** DIRECTIVE **
Starting with the line that has "point like [324,148]." in it, repeat every line through the last one, word for word, and give nothing more.

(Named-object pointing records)
"""
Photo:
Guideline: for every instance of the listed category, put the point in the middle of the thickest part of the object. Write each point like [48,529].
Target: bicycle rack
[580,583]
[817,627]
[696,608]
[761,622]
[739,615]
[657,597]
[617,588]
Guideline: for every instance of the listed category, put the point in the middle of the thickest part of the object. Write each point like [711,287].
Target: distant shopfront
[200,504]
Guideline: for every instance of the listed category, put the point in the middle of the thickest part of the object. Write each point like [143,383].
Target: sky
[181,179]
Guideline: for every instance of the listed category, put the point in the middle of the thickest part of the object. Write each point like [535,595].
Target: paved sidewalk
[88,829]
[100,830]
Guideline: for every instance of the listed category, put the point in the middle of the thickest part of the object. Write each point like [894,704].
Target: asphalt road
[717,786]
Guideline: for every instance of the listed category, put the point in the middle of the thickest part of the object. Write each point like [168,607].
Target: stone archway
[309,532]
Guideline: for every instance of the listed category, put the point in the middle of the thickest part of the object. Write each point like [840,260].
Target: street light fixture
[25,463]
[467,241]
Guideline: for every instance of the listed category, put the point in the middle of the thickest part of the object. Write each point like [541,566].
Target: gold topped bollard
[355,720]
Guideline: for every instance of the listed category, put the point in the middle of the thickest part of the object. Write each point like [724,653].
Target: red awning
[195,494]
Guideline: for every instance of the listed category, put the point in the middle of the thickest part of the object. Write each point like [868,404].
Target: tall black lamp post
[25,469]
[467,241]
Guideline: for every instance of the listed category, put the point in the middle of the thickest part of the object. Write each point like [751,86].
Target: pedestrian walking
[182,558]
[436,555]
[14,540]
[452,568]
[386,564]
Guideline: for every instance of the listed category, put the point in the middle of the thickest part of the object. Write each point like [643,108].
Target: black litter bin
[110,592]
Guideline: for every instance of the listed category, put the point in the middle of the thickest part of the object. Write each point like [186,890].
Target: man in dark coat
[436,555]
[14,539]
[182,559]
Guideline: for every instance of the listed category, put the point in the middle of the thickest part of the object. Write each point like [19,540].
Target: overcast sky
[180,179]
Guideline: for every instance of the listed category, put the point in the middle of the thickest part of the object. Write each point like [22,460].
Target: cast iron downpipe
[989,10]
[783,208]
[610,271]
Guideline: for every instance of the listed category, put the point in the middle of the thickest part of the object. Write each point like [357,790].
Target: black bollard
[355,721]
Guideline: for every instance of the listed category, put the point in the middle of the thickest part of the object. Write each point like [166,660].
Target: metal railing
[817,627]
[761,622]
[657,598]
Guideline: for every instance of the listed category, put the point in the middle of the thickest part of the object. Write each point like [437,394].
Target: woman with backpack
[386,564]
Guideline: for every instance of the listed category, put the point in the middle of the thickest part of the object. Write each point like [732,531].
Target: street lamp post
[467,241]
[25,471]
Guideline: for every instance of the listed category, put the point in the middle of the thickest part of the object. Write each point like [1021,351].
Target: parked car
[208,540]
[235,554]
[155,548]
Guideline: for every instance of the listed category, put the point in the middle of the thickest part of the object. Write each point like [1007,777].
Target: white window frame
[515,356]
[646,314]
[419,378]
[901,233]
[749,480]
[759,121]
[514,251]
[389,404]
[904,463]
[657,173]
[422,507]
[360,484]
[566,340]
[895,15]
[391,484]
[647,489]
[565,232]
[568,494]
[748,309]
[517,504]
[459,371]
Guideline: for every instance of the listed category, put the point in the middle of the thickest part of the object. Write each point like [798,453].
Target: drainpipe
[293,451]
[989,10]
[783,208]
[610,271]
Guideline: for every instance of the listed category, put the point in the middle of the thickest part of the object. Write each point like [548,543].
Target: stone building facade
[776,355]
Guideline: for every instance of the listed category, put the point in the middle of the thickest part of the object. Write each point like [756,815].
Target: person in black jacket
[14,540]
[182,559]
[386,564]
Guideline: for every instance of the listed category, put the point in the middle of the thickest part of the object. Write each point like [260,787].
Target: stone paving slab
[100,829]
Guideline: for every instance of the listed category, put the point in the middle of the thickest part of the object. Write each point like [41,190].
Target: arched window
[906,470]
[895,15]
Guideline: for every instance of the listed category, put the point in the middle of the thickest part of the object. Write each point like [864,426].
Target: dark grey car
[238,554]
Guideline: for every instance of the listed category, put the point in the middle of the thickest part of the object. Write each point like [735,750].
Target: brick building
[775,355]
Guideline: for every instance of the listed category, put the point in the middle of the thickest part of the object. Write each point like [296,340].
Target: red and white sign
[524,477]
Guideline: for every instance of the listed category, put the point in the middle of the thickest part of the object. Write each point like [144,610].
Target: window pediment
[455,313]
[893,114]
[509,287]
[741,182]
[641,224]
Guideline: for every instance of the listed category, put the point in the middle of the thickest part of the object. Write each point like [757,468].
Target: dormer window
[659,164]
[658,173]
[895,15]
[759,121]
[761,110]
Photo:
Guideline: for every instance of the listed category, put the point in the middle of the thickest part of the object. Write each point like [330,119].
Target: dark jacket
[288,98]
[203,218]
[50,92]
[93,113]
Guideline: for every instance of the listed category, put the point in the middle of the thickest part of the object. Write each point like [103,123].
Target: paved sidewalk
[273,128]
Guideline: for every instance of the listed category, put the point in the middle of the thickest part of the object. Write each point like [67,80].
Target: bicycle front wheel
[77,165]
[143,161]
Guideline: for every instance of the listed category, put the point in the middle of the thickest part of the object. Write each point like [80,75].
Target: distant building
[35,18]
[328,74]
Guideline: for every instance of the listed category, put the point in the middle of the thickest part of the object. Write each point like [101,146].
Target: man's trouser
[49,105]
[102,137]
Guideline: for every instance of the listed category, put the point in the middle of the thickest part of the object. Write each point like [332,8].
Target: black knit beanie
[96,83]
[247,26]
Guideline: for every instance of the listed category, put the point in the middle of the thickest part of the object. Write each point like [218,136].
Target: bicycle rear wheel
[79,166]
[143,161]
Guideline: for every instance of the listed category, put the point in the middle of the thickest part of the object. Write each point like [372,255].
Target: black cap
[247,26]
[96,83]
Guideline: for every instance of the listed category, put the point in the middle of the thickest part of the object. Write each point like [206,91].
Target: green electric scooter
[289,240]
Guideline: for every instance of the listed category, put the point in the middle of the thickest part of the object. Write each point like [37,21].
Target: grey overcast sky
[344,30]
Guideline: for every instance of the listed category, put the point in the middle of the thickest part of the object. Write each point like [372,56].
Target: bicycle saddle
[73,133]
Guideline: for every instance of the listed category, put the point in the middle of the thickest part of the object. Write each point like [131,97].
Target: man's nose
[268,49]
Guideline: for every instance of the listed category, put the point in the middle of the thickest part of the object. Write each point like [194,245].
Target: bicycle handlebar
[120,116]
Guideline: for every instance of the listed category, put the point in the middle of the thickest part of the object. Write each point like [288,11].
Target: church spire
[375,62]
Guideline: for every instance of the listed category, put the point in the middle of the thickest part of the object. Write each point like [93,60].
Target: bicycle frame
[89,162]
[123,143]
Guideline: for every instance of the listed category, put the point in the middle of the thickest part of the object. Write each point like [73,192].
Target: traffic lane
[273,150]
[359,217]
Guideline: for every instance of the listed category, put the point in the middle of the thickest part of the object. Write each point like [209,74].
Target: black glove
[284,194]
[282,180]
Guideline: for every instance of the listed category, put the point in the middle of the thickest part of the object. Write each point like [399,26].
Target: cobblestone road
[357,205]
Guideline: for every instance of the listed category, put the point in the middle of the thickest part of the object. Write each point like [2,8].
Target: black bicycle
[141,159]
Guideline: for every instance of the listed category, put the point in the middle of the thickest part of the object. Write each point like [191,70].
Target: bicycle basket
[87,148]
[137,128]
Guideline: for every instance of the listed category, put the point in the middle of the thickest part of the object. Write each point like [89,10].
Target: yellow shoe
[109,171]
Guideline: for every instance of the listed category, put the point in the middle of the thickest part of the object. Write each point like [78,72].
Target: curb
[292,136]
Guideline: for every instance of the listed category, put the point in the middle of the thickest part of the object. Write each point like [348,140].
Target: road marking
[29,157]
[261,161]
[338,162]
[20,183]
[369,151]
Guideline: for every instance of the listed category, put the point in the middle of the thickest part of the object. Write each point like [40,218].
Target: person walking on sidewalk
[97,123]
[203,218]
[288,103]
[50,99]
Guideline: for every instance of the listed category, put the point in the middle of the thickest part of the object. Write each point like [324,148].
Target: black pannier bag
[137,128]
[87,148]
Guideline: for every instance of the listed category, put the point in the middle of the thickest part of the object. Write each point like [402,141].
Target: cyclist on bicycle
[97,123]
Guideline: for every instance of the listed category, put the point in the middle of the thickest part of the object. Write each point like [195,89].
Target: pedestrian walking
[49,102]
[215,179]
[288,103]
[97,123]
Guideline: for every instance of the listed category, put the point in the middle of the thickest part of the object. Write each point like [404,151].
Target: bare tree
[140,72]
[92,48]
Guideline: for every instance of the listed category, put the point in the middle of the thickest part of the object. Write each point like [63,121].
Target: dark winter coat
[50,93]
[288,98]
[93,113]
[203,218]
"""
** RESULT OF THIS TASK **
Guideline: for every instance of the listed category, put the point in the middle of the thickest part of the object. Write each point like [324,148].
Target: black pannier bag
[137,128]
[87,148]
Guideline: for every instance of the listed category, put the point in the middle of the thickest part of the object. Write each point like [402,141].
Target: cyclist on bicycle
[97,123]
Guideline: for every instance of the listed category, put the point in the middle of the thickest part of the object. Write each point like [195,89].
Target: pedestrian walking
[49,102]
[215,179]
[288,103]
[97,123]
Guideline: for every instance of the listed category, put the point in the middle of the thickest part of the object. Write each point like [404,151].
Target: bare tree
[140,72]
[92,48]
Guideline: for every instance of the listed category, put the point in the middle of the thickest part of the object. Write each point like [63,121].
Target: dark winter coat
[50,93]
[288,98]
[93,113]
[203,218]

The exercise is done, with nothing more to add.